====== DOCUMENT EXCERPT ======

In case you are still needing some streets of San Francisco action to melt the grey the car chase in those old sixties American cars in Bullitt might do it for you, especially if you are the testosterone charged type or maybe if you just need an injection of Steve McQueen’s blue sky eyes.

Here endeth the blog for a wet rainy day, last one to B and Q for the gopher wood and the cubit tape measure is a dead duck.

Friday, 20 July 2007

Eating humble pie, eels and Jean Rhys

I have of course left you in suspenders re the purpose of the meadow hole and it would appear I should eat humble pie. The main purpose is (roll of drums, should I announce the purposes in reverse order to heighten tension like on Strictly Come Dancing or that Joseph show) no the purpose is Anguila anguila.

====== SUPPLIED DATA ======

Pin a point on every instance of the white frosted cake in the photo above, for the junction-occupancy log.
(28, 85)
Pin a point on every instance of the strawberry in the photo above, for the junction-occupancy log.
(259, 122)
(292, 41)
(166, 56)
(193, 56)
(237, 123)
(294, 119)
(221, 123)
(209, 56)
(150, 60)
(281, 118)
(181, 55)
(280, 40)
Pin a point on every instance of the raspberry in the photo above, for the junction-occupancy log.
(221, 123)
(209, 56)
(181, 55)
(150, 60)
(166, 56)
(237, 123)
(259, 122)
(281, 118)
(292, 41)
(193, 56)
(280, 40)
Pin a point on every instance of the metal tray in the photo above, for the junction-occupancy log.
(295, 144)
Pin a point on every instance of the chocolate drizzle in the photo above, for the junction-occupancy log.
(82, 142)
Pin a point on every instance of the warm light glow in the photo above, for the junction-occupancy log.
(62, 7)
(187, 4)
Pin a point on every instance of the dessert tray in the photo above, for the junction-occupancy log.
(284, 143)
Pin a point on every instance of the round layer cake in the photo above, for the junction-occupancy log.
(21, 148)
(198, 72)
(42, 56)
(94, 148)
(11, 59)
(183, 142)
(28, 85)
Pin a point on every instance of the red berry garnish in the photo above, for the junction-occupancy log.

======

■ **WORK TO DO**
Translate this sentence from the blog excerpt above into Spanish: "I have of course left you in suspenders re the purpose of the meadow hole and it would appear I should eat humble pie."

■ **TASK OUTPUT**
Por supuesto, os he dejado en suspenso respecto al propósito del hoyo del prado, y parece que debería tragarme el orgullo.